Directions | Make an exact copy of all the data.

Records of labeled points |
= = =

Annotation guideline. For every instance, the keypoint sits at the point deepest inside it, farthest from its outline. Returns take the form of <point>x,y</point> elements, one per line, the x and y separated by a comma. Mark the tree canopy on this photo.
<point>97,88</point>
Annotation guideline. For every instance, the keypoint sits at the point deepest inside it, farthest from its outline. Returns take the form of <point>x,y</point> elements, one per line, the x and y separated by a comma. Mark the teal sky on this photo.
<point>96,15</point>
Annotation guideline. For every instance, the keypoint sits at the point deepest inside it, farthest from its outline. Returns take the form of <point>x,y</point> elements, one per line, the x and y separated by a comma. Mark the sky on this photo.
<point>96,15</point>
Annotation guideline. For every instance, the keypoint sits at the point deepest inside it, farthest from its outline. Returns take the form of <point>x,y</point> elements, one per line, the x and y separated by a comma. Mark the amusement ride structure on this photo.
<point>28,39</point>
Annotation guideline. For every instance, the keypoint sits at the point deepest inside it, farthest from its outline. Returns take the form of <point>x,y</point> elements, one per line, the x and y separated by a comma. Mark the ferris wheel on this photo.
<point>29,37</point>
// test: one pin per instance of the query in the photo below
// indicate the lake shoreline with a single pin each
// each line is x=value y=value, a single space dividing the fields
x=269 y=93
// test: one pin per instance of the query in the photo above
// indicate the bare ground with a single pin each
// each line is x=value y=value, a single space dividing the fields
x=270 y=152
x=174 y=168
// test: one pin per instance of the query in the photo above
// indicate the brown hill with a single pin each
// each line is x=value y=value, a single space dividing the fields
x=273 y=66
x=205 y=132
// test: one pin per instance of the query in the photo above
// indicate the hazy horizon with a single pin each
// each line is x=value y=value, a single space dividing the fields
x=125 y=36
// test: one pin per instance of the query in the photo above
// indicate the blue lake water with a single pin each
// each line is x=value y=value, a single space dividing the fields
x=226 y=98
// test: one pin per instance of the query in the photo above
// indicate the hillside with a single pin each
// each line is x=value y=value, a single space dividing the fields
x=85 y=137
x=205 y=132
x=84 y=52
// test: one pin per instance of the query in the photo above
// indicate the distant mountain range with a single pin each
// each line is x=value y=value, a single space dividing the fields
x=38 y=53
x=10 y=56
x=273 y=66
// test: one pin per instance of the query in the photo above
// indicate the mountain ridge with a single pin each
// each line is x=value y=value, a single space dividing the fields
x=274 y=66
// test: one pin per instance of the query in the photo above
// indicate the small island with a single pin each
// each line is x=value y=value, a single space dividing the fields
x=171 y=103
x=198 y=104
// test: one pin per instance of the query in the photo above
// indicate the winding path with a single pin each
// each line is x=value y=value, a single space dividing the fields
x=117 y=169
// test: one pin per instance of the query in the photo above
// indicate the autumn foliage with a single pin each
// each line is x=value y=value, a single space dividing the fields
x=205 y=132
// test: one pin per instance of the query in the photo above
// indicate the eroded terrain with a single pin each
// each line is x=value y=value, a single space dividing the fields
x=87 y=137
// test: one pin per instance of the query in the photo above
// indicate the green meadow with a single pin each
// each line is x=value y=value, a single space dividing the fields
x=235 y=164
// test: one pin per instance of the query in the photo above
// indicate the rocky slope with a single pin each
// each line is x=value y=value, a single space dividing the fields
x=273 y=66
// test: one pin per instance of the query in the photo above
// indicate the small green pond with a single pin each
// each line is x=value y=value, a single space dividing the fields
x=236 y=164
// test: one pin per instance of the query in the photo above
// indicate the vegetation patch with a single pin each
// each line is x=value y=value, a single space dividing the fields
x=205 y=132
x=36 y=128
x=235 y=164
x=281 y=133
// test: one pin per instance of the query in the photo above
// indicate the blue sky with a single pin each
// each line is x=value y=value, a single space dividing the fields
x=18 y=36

= = =

Written solution |
Annotation guideline. For every instance, the keypoint sits at the point deepest inside it, farthest from its outline. Returns take the form of <point>x,y</point> elements, one per line, the x and y separated by a comma. Mark the tree canopy on this photo.
<point>97,88</point>
Annotation guideline. For every instance, the keypoint sits at the point deepest inside it, farthest from its outline. Returns take the form of <point>x,y</point> elements, one per line, the x and y separated by a comma. Mark the teal sky on this photo.
<point>96,15</point>
Annotation guideline. For every instance, the keypoint sits at the point deepest inside it, farthest from its outline. Returns take the form of <point>x,y</point> elements, one per line, the x and y separated by a comma. Mark the sky on this photo.
<point>96,15</point>
Annotation guideline. For every instance, the keypoint sits at the point deepest inside it, farthest from its outline. Returns take the form of <point>x,y</point> elements, one per line, the x and y separated by a comma. Mark the amusement ride structure on this photo.
<point>28,39</point>
Annotation guideline. For every instance, the keypoint sits at the point deepest inside it, farthest from its outline. Returns take the form of <point>x,y</point> elements, one per line, the x and y separated by a comma. Mark the ferris wheel on this photo.
<point>29,37</point>
// test: one pin per instance of the query in the photo below
// indicate the lake shoreline with a single pin each
// each line is x=value y=value, a single space dividing the fields
x=269 y=93
// test: one pin per instance of the query in the photo above
// indicate the bare ground with a single pin each
// each line is x=value y=value, a single space dividing the fields
x=270 y=152
x=174 y=168
// test: one pin per instance of the query in the photo above
// indicate the brown hill with a single pin each
// each line is x=value y=value, a single space dividing the fields
x=273 y=66
x=205 y=132
// test: one pin per instance of the query in the photo above
// indicate the hazy horizon with a single pin each
// each line is x=value y=value, a single space dividing the fields
x=125 y=36
// test: one pin per instance of the query in the photo above
// indicate the blue lake water with a single pin each
// each line is x=value y=value, a single space dividing the fields
x=226 y=98
// test: one pin per instance of the query in the photo above
// indicate the hillside with a single pin each
// each line is x=value y=value, a single space dividing the fields
x=85 y=137
x=205 y=132
x=84 y=52
// test: one pin per instance of the query in the photo above
// indicate the distant mountain range with a single pin each
// each line is x=value y=value, a single space dividing the fields
x=38 y=53
x=10 y=56
x=273 y=66
// test: one pin per instance of the query in the photo above
// indicate the mountain ridge with a single pin each
// each line is x=value y=value, a single space dividing the fields
x=274 y=66
// test: one pin per instance of the query in the photo above
// indicate the small island with a single pin each
// each line is x=value y=value, a single space dividing the fields
x=171 y=103
x=198 y=104
// test: one pin per instance of the query in the photo above
// indicate the winding path with a single pin each
// each line is x=value y=value, a single space dividing the fields
x=117 y=169
// test: one pin per instance of the query in the photo above
// indicate the autumn foliage with a single pin each
// each line is x=value y=value, a single space dividing the fields
x=205 y=132
// test: one pin per instance of the query in the photo above
// indicate the eroded terrain with a single pin each
// each line is x=value y=value, a single space dividing the fields
x=87 y=137
// test: one pin per instance of the query in the photo above
// indicate the green meadow with a single pin each
// each line is x=value y=value, a single space dividing the fields
x=235 y=164
// test: one pin per instance of the query in the photo above
// indicate the rocky slope with a single pin each
// each line is x=value y=value, a single space dividing the fields
x=273 y=66
// test: one pin per instance of the query in the photo above
// indicate the small green pond with a single pin each
// each line is x=value y=value, a single space dividing the fields
x=236 y=164
// test: one pin per instance of the query in the photo above
// indicate the vegetation patch with a single pin each
// each line is x=value y=value, a single space dividing the fields
x=205 y=132
x=36 y=128
x=235 y=164
x=281 y=133
// test: one pin per instance of the query in the photo above
// indicate the blue sky with a single pin each
// each line is x=value y=value, a single space dividing the fields
x=18 y=36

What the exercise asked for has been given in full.